- Directive
Retype exactly the stretch of lines that begins at the line containing "[point] every instance of the asphalt pavement" and ends at the last line of the data, with no other lines.
--------------------------------------------------
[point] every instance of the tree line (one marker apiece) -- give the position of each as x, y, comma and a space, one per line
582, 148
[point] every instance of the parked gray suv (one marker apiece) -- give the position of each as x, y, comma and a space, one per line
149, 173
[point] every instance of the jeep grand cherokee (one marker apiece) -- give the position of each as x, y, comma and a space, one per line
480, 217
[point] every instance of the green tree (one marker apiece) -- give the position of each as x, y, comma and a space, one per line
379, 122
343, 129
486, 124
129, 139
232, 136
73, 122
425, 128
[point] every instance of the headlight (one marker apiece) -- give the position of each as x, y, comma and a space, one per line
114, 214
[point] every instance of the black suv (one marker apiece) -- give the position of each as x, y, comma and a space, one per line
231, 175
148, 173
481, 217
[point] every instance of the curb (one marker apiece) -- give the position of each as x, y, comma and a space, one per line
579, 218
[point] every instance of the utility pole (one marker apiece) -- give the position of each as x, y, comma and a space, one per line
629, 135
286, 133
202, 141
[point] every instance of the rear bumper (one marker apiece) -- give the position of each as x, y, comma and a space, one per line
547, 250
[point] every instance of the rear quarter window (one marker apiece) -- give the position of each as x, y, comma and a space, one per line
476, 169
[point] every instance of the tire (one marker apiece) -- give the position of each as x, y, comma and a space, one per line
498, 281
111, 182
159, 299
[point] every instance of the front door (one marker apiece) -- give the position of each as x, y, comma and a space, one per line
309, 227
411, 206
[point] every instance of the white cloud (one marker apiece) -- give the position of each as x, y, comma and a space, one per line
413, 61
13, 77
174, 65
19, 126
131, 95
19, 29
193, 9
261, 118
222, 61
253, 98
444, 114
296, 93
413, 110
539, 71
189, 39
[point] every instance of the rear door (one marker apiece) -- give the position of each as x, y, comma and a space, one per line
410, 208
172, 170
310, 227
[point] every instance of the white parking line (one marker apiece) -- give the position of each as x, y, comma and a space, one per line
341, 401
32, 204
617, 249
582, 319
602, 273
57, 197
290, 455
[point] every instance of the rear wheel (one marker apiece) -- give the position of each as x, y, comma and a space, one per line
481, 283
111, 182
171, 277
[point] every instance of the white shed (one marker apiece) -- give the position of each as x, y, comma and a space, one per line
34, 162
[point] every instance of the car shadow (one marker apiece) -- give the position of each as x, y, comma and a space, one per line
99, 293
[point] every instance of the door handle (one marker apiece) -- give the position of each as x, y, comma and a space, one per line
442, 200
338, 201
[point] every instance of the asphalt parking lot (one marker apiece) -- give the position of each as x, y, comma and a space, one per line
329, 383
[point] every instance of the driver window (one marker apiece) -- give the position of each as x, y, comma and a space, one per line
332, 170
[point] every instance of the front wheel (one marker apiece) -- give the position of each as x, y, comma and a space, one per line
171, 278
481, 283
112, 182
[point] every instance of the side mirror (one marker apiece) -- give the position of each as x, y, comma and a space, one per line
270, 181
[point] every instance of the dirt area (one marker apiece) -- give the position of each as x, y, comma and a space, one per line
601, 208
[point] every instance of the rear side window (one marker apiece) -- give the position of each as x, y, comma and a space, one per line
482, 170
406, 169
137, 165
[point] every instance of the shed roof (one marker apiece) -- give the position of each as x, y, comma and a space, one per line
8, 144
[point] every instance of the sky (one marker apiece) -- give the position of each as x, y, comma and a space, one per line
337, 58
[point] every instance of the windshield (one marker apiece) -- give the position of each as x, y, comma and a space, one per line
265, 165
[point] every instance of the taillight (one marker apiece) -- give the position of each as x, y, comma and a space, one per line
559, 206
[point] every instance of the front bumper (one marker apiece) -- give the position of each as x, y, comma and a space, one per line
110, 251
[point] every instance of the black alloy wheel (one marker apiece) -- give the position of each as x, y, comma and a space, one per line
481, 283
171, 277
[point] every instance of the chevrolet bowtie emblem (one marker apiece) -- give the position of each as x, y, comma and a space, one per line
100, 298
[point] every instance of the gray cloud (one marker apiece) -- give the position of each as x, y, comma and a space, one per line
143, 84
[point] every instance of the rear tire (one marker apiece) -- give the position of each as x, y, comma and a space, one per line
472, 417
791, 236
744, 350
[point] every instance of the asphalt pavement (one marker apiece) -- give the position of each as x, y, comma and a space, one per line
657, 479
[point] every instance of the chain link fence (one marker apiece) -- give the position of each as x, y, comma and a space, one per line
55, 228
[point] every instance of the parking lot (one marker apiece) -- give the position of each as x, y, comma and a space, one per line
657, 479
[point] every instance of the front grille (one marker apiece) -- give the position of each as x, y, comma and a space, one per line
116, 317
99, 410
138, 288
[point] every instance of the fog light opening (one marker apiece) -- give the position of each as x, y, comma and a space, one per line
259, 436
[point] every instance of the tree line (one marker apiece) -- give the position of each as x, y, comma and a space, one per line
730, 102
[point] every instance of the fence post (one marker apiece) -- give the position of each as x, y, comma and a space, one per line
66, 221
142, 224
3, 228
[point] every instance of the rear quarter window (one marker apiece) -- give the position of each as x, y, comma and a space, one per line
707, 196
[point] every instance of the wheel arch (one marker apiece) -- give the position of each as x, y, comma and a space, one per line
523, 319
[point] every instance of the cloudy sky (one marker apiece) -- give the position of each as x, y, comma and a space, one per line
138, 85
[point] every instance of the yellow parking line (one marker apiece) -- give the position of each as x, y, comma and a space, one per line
--------------------------------------------------
- Completed task
[point] every instance of the asphalt pavement (one marker apiece) -- give the position of each as x, y, comma and a space, one per line
657, 479
[point] every instance of the chain link fence (one marker apiece) -- give the position of each as x, y, comma and a space, one per line
55, 228
[point] every instance of the parking lot (one marker apiece) -- give the position of each as x, y, comma and a space, one per line
657, 479
[point] every instance of the front grille (one marker apiece) -- give the position of each as x, y, comma and a space, one per line
116, 317
99, 410
138, 288
[point] every instance of the fog light opening (one marker apiece) -- give the position of each as x, y, comma and a space, one per line
259, 436
[point] every instance of the tree line (one marker apiece) -- give the position of each as x, y, comma and a space, one per line
730, 102
[point] every instance of the fence post (one marker apiece) -- give the position of each as x, y, comma and a space, one per line
66, 221
142, 224
3, 228
[point] every instance of the rear quarter window (one marker apiece) -- give the position of each as x, y, comma and a space, one per line
707, 196
[point] every instance of the wheel arch (one marker apiece) -- give the position of each as x, y, comma and a space, one per line
523, 319
[point] every instance of the cloudy sky (one marker apiece) -- give the position of each as x, y, comma and a space, one per line
138, 85
[point] every instance of the yellow parking line (one marker apiece) -- give the position of each as x, y, comma and a space, one per line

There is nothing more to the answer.